■ Problem statement
Please reproduce the full set of data below exactly.
▬▬▬▬▬▬▬▬▬▬
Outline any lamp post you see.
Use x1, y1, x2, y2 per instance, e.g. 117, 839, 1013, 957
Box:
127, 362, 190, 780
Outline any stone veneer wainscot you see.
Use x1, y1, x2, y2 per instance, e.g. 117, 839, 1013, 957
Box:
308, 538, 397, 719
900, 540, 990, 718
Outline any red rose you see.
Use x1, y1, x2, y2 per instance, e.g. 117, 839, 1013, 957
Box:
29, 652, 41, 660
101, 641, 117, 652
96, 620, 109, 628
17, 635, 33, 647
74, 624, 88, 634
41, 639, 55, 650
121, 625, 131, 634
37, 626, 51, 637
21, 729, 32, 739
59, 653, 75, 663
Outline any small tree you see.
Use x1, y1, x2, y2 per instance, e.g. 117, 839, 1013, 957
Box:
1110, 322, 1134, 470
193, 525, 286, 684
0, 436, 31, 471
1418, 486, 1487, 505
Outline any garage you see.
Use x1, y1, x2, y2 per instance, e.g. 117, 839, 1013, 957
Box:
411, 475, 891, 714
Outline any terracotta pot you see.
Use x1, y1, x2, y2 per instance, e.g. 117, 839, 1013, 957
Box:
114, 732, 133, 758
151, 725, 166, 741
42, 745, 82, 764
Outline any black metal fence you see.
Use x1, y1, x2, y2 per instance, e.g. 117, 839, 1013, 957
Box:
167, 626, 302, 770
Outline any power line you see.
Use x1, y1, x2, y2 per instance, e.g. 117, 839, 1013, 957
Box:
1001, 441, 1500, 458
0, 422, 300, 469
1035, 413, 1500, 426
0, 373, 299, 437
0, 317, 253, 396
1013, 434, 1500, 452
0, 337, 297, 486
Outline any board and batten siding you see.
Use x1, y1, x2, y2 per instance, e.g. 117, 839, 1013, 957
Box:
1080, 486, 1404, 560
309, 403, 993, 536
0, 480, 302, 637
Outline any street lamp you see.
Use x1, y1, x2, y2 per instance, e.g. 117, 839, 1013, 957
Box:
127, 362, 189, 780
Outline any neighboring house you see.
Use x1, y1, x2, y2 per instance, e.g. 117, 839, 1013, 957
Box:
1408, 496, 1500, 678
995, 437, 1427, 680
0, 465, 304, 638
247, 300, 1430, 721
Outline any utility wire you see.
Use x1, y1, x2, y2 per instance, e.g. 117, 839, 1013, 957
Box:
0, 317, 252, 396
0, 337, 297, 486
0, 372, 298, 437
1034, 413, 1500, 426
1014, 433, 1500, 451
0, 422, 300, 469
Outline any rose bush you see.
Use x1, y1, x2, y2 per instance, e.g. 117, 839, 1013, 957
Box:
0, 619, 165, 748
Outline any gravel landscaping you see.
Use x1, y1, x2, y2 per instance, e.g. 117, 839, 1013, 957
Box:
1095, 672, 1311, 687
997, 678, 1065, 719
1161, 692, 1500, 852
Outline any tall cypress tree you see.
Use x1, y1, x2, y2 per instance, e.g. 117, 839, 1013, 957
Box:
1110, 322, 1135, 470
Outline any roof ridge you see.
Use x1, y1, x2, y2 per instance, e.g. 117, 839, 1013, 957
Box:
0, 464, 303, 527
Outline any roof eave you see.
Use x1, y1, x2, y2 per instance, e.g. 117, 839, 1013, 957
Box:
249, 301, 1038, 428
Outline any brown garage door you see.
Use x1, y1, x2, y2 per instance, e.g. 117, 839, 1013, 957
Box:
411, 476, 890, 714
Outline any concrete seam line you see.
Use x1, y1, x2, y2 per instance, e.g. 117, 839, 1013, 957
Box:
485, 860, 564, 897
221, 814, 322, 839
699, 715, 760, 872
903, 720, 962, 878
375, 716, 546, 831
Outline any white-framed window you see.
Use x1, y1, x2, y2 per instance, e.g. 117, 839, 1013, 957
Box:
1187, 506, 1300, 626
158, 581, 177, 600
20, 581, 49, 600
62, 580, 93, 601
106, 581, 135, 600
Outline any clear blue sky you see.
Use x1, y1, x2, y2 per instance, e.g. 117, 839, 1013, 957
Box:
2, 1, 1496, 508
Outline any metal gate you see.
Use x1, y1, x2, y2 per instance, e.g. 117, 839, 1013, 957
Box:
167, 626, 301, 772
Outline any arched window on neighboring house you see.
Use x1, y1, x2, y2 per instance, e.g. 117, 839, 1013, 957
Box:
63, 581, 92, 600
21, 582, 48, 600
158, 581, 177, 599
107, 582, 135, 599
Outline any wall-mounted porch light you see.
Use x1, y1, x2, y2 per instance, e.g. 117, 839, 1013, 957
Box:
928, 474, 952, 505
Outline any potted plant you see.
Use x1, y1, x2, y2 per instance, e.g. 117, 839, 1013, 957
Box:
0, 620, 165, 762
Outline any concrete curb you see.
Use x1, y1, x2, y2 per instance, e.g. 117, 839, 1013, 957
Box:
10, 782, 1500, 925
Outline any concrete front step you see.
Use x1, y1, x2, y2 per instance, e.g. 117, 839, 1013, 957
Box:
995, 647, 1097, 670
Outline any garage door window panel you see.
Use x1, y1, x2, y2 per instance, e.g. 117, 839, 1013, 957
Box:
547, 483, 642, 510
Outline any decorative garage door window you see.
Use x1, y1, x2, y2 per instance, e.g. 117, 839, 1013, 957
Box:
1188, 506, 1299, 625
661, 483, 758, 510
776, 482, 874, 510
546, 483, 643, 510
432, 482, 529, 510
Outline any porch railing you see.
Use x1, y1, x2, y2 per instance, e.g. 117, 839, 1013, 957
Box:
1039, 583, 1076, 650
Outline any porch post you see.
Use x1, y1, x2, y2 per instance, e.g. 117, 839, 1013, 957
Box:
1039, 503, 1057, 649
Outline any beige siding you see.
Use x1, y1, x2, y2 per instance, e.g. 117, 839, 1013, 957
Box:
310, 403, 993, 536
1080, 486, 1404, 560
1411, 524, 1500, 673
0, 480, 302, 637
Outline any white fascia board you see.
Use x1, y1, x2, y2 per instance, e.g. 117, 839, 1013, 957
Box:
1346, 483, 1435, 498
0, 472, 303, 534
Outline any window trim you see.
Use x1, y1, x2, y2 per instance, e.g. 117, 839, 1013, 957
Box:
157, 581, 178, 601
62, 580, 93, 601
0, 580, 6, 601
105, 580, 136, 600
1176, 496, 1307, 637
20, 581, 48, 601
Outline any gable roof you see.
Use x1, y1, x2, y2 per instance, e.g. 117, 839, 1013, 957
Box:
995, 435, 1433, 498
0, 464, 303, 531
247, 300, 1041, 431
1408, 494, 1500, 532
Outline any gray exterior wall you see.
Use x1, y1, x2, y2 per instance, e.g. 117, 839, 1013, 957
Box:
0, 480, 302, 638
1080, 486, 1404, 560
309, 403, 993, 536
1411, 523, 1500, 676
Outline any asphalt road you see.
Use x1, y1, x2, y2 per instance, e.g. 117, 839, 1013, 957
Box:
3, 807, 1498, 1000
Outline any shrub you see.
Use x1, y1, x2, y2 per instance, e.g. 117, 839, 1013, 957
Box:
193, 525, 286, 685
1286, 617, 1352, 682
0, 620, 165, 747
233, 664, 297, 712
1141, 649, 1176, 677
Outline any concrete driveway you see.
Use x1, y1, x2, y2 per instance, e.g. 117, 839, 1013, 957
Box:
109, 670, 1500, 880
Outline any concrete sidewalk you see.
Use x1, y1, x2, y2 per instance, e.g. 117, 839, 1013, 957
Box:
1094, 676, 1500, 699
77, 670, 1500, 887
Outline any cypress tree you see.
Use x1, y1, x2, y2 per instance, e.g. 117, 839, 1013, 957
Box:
▬▬▬▬▬▬▬▬▬▬
■ Solution below
Outline any lamp post you see.
Use x1, y1, x2, y2 per instance, e.g. 117, 839, 1013, 957
Box:
127, 362, 190, 780
Outline any stone veneer wainscot you see.
Use x1, y1, x2, y2 per instance, e.g. 117, 839, 1013, 957
Box:
308, 538, 397, 719
900, 540, 990, 718
Outline any red rose you see.
Use x1, y1, x2, y2 per instance, e.g. 117, 839, 1013, 957
Box:
29, 652, 41, 660
101, 641, 117, 652
96, 620, 109, 628
17, 635, 33, 647
74, 624, 88, 634
41, 639, 55, 650
121, 625, 131, 634
37, 626, 51, 637
21, 729, 32, 739
59, 653, 75, 663
Outline any small tree you see.
Use x1, y1, x2, y2 per instance, e.g. 117, 839, 1013, 957
Box:
1110, 322, 1134, 470
193, 525, 286, 684
0, 436, 31, 471
1418, 486, 1487, 505
Outline any garage you see.
Use x1, y1, x2, y2 per instance, e.g. 117, 839, 1013, 957
Box:
411, 475, 891, 714
Outline any terracotta pot you see.
Use x1, y1, x2, y2 per instance, e.g. 117, 839, 1013, 957
Box:
114, 732, 133, 758
151, 725, 166, 741
42, 745, 82, 764
Outline any black metal fence you see.
Use x1, y1, x2, y2 per instance, e.g. 117, 839, 1013, 957
Box:
167, 626, 302, 770
Outline any power line you see.
Use x1, y1, x2, y2 per instance, e.g. 117, 839, 1013, 957
Box:
1001, 441, 1500, 458
0, 422, 300, 469
1035, 413, 1500, 426
0, 373, 299, 437
0, 317, 253, 396
1013, 434, 1500, 452
0, 337, 297, 486
Outline any board and batten siding you see.
Use x1, y1, x2, y2 per instance, e.g. 117, 839, 1013, 957
Box:
1080, 486, 1404, 560
309, 403, 993, 536
0, 480, 302, 637
Outline any street lamp you see.
Use x1, y1, x2, y2 per instance, e.g. 117, 839, 1013, 957
Box:
127, 362, 189, 780
Outline any neighboring house you see.
Use x1, y1, x2, y2 per instance, e.g. 117, 839, 1013, 957
Box:
1408, 496, 1500, 678
995, 437, 1427, 680
0, 465, 304, 638
247, 300, 1430, 721
Outline any utility wire you see.
Use x1, y1, x2, y2 per instance, e.g. 117, 839, 1013, 957
Box:
0, 317, 252, 396
0, 337, 297, 486
0, 372, 298, 437
1034, 413, 1500, 426
1014, 433, 1500, 451
0, 422, 300, 469
Outline any rose bush you see.
Use x1, y1, x2, y2 per instance, e.g. 117, 839, 1013, 957
Box:
0, 619, 165, 748
Outline any gravel landscaping you see.
Use x1, y1, x2, y2 per instance, e.g. 117, 839, 1013, 957
Box:
1095, 672, 1311, 687
997, 678, 1065, 719
1161, 692, 1500, 852
Outline any tall cypress tree you see.
Use x1, y1, x2, y2 per instance, e.g. 117, 839, 1013, 957
Box:
1110, 322, 1135, 470
Outline any roof ridge you see.
Use x1, y1, x2, y2 per instance, e.g. 117, 839, 1013, 957
Box:
0, 464, 303, 527
Outline any roof eave you see.
Use x1, y1, x2, y2 per instance, e.g. 117, 839, 1013, 957
Box:
249, 301, 1038, 428
Outline any brown garage door you see.
Use x1, y1, x2, y2 per instance, e.g. 117, 839, 1013, 957
Box:
411, 476, 890, 714
Outline any concrete seam line you see.
Use x1, y1, x2, y2 per instance, e.g. 117, 839, 1013, 957
Box:
485, 860, 564, 897
221, 814, 322, 839
699, 715, 760, 872
903, 720, 962, 878
375, 716, 546, 831
Outline any white-framed window you see.
Use x1, y1, x2, y2 per instance, e.g. 117, 839, 1013, 957
Box:
1187, 506, 1300, 626
158, 581, 177, 600
20, 581, 49, 600
62, 580, 93, 601
106, 581, 135, 600
Outline any clear blue sky you see.
Use x1, y1, x2, y2 per instance, e.g. 117, 839, 1013, 957
Box:
2, 1, 1496, 508
Outline any metal gate you see.
Use x1, y1, x2, y2 per instance, e.g. 117, 839, 1013, 957
Box:
167, 626, 301, 772
Outline any arched window on neighboring house you see.
Use x1, y1, x2, y2 per instance, e.g. 117, 839, 1013, 957
Box:
63, 581, 92, 600
21, 582, 48, 600
158, 581, 177, 599
107, 582, 135, 599
Outline any wall-mounted porch light you see.
Use x1, y1, x2, y2 per instance, e.g. 117, 839, 1013, 957
Box:
928, 474, 952, 505
Outline any potted plant you see.
Use x1, y1, x2, y2 per instance, e.g. 117, 839, 1013, 957
Box:
0, 620, 165, 762
Outline any concrete curb you see.
Use x1, y1, x2, y2 per instance, e.g. 117, 839, 1013, 957
Box:
10, 782, 1500, 925
Outline any concrete front step you see.
Use x1, y1, x2, y2 per instance, e.g. 117, 839, 1013, 957
Box:
995, 647, 1097, 670
Outline any garage door window panel you see.
Use x1, y1, x2, y2 per instance, e.g. 117, 839, 1013, 957
Box:
547, 483, 642, 510
Outline any decorative garage door window you see.
Use x1, y1, x2, y2 per instance, e.g. 117, 839, 1013, 957
Box:
1188, 506, 1299, 625
661, 483, 758, 510
776, 482, 874, 510
546, 483, 643, 510
432, 482, 529, 510
Outline any porch railing you see.
Use x1, y1, x2, y2 per instance, e.g. 117, 839, 1013, 957
Box:
1039, 583, 1076, 650
Outline any porch post you see.
Use x1, y1, x2, y2 per instance, e.g. 117, 839, 1013, 957
Box:
1039, 503, 1057, 649
Outline any beige siding you see.
Use x1, y1, x2, y2 per instance, e.g. 117, 839, 1013, 957
Box:
310, 403, 993, 536
1080, 486, 1404, 560
1411, 524, 1500, 673
0, 480, 302, 637
Outline any white fascia board you see.
Use x1, y1, x2, y2 per instance, e.g. 117, 839, 1013, 957
Box:
1346, 483, 1435, 498
0, 472, 303, 534
Outline any window trim you see.
Use x1, y1, x2, y2 per instance, e.g. 117, 839, 1013, 957
Box:
157, 581, 178, 601
62, 580, 93, 601
0, 580, 6, 601
105, 580, 136, 600
1176, 496, 1307, 637
20, 581, 48, 601
Outline any gable roof you see.
Use x1, y1, x2, y2 per instance, e.g. 117, 839, 1013, 957
Box:
995, 435, 1433, 498
0, 464, 303, 531
247, 300, 1041, 431
1408, 494, 1500, 532
Outline any gray exterior wall you see.
Use x1, y1, x2, y2 per instance, e.g. 117, 839, 1013, 957
Box:
0, 480, 302, 638
1080, 486, 1404, 560
309, 403, 993, 536
1411, 523, 1500, 676
Outline any asphalt road you see.
Use x1, y1, x2, y2 per instance, e.g. 117, 839, 1013, 957
Box:
3, 807, 1498, 1000
Outline any shrub you see.
Use x1, y1, x2, y2 per instance, e.g. 117, 839, 1013, 957
Box:
193, 525, 286, 685
1286, 617, 1352, 682
0, 620, 165, 747
233, 664, 297, 712
1141, 649, 1176, 677
Outline any concrete driveway you see.
Use x1, y1, x2, y2 per instance, e.g. 117, 839, 1013, 957
Box:
109, 670, 1500, 880
Outline any concrete sidewalk you see.
Use x1, y1, x2, y2 per instance, e.g. 117, 839, 1013, 957
Box:
1094, 676, 1500, 699
77, 670, 1500, 887
Outline any cypress tree you see.
Use x1, y1, x2, y2 per instance, e.g. 117, 839, 1013, 957
Box:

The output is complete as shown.